Records of labeled boxes:
"""

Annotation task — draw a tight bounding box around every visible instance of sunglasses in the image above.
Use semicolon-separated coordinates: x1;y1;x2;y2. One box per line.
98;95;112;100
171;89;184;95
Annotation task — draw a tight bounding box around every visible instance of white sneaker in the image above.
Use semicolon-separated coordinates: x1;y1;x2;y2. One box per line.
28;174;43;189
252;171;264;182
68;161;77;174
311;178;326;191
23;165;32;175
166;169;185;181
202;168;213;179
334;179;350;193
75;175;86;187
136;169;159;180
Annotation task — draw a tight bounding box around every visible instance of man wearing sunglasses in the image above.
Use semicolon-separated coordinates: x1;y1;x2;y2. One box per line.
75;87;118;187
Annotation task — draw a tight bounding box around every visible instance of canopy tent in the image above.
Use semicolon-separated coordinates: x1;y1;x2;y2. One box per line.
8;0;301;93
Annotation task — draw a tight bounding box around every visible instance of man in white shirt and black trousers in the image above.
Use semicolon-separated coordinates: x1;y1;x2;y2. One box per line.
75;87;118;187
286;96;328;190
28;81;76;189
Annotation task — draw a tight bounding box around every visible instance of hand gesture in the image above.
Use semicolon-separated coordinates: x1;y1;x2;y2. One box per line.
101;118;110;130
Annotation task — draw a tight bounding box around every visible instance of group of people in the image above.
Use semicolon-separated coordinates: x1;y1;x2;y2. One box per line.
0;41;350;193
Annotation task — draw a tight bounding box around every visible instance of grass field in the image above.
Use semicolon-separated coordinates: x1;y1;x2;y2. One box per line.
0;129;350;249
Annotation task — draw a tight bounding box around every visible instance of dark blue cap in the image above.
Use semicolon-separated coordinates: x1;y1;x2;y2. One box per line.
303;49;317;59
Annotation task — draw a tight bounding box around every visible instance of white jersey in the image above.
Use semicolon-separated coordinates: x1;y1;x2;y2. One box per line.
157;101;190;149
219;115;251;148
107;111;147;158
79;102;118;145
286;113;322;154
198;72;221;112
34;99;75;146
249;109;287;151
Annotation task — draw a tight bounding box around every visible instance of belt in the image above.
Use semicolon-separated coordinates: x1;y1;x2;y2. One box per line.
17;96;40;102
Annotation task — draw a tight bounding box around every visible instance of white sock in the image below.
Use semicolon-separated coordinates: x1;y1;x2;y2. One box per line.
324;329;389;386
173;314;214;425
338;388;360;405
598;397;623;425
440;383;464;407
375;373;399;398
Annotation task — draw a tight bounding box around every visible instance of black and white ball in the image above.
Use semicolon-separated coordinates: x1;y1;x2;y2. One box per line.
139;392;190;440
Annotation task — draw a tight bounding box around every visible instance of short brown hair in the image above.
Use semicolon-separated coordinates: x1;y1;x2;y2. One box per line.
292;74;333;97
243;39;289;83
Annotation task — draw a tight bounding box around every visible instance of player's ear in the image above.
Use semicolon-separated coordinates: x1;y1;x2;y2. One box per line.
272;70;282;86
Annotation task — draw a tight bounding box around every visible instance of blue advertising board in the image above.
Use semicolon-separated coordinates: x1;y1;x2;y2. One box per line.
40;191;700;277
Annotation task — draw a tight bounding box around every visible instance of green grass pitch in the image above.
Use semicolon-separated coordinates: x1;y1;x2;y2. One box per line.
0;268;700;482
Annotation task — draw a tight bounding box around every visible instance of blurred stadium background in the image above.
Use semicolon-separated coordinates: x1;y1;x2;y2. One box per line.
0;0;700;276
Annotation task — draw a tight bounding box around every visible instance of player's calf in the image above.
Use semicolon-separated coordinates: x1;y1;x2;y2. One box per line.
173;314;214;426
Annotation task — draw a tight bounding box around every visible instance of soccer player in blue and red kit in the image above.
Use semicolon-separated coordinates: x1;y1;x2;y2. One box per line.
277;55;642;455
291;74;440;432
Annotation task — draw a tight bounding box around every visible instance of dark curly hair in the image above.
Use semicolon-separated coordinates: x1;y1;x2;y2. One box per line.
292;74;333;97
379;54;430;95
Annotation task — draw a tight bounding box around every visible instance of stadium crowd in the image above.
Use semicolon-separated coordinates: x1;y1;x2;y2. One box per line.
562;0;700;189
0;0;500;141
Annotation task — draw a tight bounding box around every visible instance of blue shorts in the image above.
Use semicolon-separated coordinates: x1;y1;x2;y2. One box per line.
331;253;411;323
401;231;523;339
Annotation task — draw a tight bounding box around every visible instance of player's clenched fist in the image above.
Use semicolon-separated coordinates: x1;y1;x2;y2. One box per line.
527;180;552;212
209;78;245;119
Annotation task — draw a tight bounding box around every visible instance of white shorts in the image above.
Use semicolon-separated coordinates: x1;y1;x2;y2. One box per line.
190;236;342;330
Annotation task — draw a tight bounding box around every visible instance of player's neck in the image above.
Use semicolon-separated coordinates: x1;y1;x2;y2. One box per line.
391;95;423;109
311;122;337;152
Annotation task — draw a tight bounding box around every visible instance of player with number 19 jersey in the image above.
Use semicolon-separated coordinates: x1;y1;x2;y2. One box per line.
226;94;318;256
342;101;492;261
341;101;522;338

"""

Copy out every one of the records above, word for word.

■ **Answer for the task**
Annotation task — draw a tight bounding box around every visible instance of sunglasses in the image above.
Use semicolon-separated coordinates: x1;y1;x2;y2. One box per line.
98;95;112;100
171;89;184;95
Annotation task — draw a tight bounding box around every visible instance of white sneaker in the image above.
Use semicolon-separated coordinates: x1;y1;x2;y2. One box per line.
28;174;43;189
252;171;264;182
68;161;77;174
311;178;326;191
23;165;32;175
166;169;185;181
202;168;213;179
334;179;350;193
75;175;86;187
136;169;159;180
Annotation task — draw a tight bounding box around every visible instance of man wearing sunglasses in the image above.
Use semicolon-separated coordinates: x1;y1;x2;y2. One box per line.
75;87;118;187
Annotation task — draw a tight bounding box around every visible instance of canopy tent in the image above.
Use semicolon-separated coordinates: x1;y1;x2;y2. One box per line.
8;0;301;93
Annotation task — draw a tight bounding box around every visible instance of man in white shirt and black trousers in the image above.
Use semicolon-separated coordinates: x1;y1;x2;y2. One box per line.
75;87;118;187
286;96;328;190
28;81;76;189
Annotation task — draw a tight bounding box around every visible instance of hand gesture in the image above.
Use semicolon-separated coordinates: x1;y1;x2;y2. One box per line.
101;118;110;130
Annotation task — draw a tight bounding box around every visible instance of group of people in the image above.
Use semicolon-separated coordinates: x1;y1;x2;y2. One box per line.
0;41;350;193
Annotation task — draw a tight bounding box around every visible instance of grass field in the image above.
Use semicolon-separated coordinates: x1;y1;x2;y2. One box per line.
0;129;350;249
Annotation task — draw a tight bounding box around every visible instance of dark blue cap in the image above.
Use semicolon-separated coordinates: x1;y1;x2;y2. One box per line.
303;49;317;59
Annotation task — draw a tight bounding box around every visible instance of white jersey in the image above.
Use semicolon-separated coordinates: x1;y1;x2;y2. One box per line.
157;101;190;149
219;115;251;148
107;111;147;158
79;102;118;145
286;113;322;154
198;72;221;112
34;99;75;146
249;109;287;151
Annotation task — draw a tight bounding box around every visible instance of belt in the image above.
Use semicolon-separated coordinates: x1;y1;x2;y2. One box per line.
17;96;40;102
Annotation task — draw a tight bounding box around every visible instance of white sock in the image below.
Use semicolon-separated coordinates: x1;y1;x2;y2. One box per line.
324;329;389;386
173;314;214;425
338;388;360;405
598;397;623;425
440;383;464;407
375;373;399;398
Annotation task — draw a tight bounding box around every visible instance of black and white ball in the image above.
Use semicolon-separated coordinates: x1;y1;x2;y2. One box per line.
139;392;190;440
Annotation task — draw a tight bounding box around every visible instance of short brown hair in the image above.
Use semicolon-separated coordinates: x1;y1;x2;y2. One box per line.
292;74;333;97
243;39;289;83
Annotation task — draw a tight bounding box around every visible instance of player's ear in the image above.
Use semicolon-separated coordinates: x1;y1;x2;y2. One box per line.
272;70;282;86
Annotation task — draw a tight bounding box around every visible instance of blue advertising board in the image above.
Use semicolon-separated coordinates: x1;y1;x2;y2. One box per line.
40;191;700;277
Annotation task — draw a tight bounding box around every visible instance of green grass pitch in the image above.
Use semicolon-separated coordinates: x1;y1;x2;y2. One box per line.
0;268;700;482
Annotation task — draw a tight bounding box around every visible instance of blurred stadium background in the image above.
Use semicolon-separated coordinates: x1;y1;x2;y2. One box per line.
0;0;700;276
Annotation task — draw a tight bounding box around every visible instance of player's calf in the image above.
Use semicolon-separated coordinates: x1;y1;x2;y2. One box per line.
173;314;214;426
Annotation task — draw a tight bounding box around every visible instance of soccer player in blue and red kit in the image above.
Use semicolon-separated coordinates: x1;y1;x2;y2. One box per line.
277;55;642;455
291;74;440;432
Annotation task — draw a tight bounding box around every visible instance of dark curly hair in the image above.
Use semicolon-separated coordinates: x1;y1;x2;y2. One box per line.
292;74;333;97
379;54;430;95
Annotation task — draw a tight bounding box around every visible instance of stadium crowd in the image above.
Use semicolon-separated coordinates: x1;y1;x2;y2. One box per line.
562;0;700;189
0;0;500;141
Annotation task — draw a tight bounding box around every visible instance of blue shorts in the image above.
Use semicolon-separated coordinates: x1;y1;x2;y2. One box per line.
331;253;411;323
401;231;523;339
Annotation task — draw a tight bounding box around every visible instance of player's clenched fist in the image above.
Use semicolon-separated coordinates: x1;y1;x2;y2. One box per line.
527;180;552;212
209;78;245;119
Annotation task — draw a tight bounding box around every visible instance of white shorts in the image above.
Use semicolon-separated coordinates: x1;y1;x2;y2. One box per line.
190;236;342;330
Annotation task — draw a tight bounding box around every visible instance of player's neck in the image above.
Use semicolon-separated coordinates: x1;y1;x2;y2. One box per line.
391;95;423;109
311;122;337;152
Annotation task — draw a tight bounding box around every visible instance of player with number 19 jersey in the image above.
Use semicolon-separated coordinates: x1;y1;x2;y2. One box per line.
226;94;318;256
342;101;492;261
341;101;522;338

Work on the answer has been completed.